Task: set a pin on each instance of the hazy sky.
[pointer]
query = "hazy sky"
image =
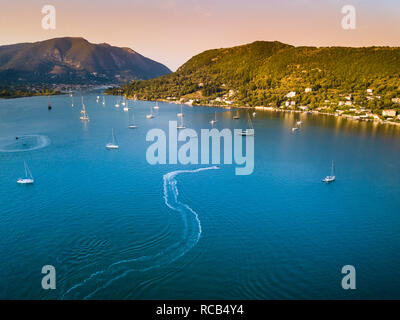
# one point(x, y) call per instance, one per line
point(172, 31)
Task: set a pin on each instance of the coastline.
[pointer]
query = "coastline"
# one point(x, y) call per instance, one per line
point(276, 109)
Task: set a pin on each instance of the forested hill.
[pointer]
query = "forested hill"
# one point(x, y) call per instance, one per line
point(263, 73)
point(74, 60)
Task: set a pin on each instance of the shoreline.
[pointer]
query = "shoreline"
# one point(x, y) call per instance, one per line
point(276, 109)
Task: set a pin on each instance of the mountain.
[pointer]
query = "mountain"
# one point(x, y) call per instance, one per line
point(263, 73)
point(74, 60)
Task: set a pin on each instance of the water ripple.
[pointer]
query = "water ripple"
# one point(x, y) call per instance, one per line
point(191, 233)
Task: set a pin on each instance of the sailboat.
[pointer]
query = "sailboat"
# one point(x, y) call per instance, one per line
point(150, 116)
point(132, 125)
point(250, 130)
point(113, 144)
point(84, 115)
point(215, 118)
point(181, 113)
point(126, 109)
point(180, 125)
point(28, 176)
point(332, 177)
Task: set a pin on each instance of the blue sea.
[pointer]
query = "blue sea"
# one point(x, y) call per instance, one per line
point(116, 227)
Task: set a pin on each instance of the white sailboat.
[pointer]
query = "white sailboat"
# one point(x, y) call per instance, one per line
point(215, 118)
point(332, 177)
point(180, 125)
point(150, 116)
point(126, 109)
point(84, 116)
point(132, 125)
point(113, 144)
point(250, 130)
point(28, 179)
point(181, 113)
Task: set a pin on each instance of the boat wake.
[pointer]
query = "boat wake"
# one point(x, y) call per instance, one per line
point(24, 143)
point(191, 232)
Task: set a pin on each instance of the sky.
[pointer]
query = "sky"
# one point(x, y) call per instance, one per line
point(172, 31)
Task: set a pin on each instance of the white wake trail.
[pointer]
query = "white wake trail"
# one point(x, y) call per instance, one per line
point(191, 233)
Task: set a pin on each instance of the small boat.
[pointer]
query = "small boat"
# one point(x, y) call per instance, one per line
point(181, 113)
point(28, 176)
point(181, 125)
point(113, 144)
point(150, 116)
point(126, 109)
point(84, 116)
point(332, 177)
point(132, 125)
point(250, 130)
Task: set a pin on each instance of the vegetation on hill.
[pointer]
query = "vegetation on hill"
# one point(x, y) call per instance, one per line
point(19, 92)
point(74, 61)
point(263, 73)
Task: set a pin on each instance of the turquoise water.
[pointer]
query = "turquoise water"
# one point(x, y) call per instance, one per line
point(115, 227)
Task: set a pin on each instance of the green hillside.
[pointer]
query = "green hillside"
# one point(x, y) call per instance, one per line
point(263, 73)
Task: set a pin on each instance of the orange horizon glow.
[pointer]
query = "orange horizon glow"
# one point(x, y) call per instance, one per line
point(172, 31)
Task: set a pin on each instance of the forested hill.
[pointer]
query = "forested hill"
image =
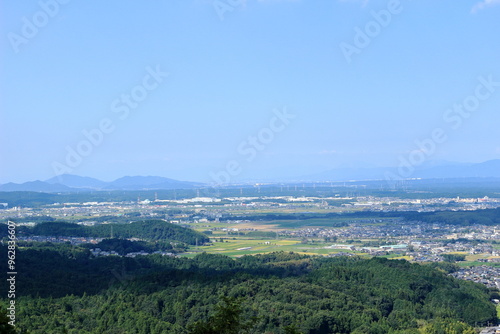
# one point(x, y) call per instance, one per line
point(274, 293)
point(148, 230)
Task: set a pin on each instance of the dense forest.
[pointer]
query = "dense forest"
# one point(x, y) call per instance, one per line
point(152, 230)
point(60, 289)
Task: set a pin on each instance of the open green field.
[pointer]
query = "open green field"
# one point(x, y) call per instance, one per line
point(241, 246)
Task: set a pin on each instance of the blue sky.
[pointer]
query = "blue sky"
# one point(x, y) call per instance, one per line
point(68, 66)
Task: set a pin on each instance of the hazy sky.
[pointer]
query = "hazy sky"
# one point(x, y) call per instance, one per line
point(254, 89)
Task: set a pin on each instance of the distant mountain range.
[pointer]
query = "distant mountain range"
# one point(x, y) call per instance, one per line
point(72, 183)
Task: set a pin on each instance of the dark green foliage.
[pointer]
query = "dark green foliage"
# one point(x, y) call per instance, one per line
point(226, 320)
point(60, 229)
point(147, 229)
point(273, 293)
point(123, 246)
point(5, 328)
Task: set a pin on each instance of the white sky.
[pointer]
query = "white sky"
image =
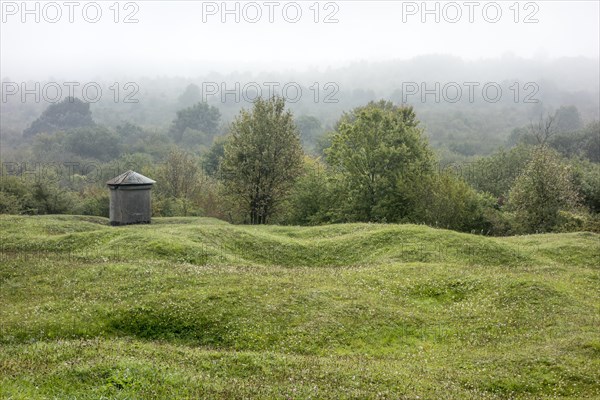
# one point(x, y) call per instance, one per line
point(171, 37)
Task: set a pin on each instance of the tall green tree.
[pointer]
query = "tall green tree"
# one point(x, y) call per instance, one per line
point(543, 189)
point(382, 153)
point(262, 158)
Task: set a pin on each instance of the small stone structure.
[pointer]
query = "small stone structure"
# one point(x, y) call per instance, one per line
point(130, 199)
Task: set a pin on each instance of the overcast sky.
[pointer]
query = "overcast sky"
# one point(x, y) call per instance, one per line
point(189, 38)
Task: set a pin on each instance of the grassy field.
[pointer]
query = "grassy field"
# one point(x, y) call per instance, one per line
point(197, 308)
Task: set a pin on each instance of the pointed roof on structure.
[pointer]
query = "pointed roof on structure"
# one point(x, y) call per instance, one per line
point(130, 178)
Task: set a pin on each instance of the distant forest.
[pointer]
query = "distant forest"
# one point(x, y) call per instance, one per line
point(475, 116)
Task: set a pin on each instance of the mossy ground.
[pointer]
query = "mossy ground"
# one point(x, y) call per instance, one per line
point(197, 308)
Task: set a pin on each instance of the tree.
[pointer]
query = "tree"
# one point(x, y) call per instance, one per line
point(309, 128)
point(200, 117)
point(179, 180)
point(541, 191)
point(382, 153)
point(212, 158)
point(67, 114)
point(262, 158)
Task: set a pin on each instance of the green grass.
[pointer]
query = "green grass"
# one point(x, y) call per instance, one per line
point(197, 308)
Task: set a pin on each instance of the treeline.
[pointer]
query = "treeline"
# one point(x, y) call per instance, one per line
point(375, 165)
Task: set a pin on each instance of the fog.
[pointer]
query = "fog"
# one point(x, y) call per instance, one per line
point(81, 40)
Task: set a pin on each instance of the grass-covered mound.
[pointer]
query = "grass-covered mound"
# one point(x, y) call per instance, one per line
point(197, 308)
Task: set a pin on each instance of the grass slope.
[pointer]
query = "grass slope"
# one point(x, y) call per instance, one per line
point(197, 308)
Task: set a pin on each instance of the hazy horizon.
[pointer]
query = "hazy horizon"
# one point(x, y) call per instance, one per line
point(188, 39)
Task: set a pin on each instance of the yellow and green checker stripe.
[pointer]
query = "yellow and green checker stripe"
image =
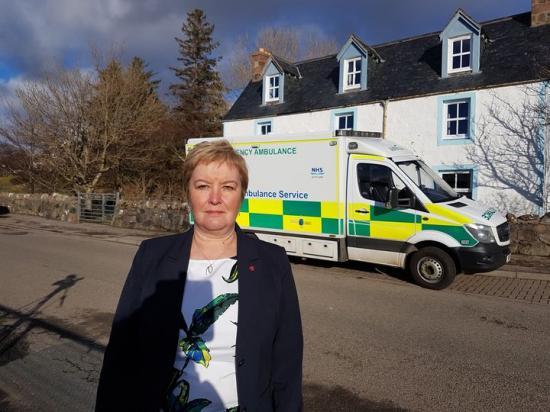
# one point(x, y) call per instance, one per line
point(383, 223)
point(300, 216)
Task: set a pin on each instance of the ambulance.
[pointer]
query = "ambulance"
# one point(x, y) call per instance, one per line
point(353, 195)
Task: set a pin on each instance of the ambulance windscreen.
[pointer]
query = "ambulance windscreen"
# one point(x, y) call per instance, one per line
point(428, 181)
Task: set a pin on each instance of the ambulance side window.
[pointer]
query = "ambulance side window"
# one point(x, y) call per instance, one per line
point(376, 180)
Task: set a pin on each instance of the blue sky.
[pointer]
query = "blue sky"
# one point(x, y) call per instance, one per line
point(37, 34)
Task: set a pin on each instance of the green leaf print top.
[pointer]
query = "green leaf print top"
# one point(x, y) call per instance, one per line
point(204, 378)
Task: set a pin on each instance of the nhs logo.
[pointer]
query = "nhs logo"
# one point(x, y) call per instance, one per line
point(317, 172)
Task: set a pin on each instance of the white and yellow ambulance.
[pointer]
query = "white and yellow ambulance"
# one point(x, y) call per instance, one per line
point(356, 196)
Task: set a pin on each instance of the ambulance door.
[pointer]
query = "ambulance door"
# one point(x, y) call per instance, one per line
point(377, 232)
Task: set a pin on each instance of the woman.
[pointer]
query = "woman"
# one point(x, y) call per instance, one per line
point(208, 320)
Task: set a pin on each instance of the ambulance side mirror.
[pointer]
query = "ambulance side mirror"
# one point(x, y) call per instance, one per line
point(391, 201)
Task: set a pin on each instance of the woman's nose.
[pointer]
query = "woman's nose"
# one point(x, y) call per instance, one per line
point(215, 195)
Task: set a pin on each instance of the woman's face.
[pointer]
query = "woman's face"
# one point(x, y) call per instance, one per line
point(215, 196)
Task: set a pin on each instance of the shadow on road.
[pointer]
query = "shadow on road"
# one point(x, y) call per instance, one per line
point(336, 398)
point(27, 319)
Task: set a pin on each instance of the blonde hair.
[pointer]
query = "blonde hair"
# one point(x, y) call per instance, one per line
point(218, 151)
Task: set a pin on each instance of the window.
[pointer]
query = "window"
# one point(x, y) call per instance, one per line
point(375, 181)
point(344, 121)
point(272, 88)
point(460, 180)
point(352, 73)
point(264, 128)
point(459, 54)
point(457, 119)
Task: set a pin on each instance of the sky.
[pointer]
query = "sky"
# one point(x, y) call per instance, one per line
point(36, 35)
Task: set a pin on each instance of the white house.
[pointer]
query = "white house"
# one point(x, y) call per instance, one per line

# What the task asks
Take the line that contains "Task: set a pin on each instance of the woman's nose." and every line after it through the end of the listing above, and repeat them exactly.

# Solution below
Task: set a pin on each instance of the woman's nose.
[pointer]
query = "woman's nose"
# one point(x, y) call per instance, one per line
point(215, 195)
Task: set a pin on each instance of the woman's face.
[pointer]
query = "woman's face"
# one point(x, y) call per instance, one per line
point(215, 196)
Task: set a pin on each instance of the shadow on road.
[pointer]
query = "shadow on road"
# one point(x, y) call per instance, one per line
point(336, 398)
point(27, 319)
Task: set a pin on each instance of the blonde hair.
[pointer]
query = "blonde hair"
# one point(x, y) call per instance, one per line
point(218, 151)
Task: set a pin on each instance of the window.
[pointer]
query = "window"
# one point(x, y) call per instance, one per line
point(375, 181)
point(344, 121)
point(272, 88)
point(460, 180)
point(352, 73)
point(264, 128)
point(459, 54)
point(457, 119)
Task: set a pin on each instance of the sky.
[pointer]
query = "sky"
# one point(x, y) call per instance, one per line
point(36, 35)
Task: set a pin on each instance of the white house.
[pointer]
query = "white house"
# one point(x, y) call per instance, one per line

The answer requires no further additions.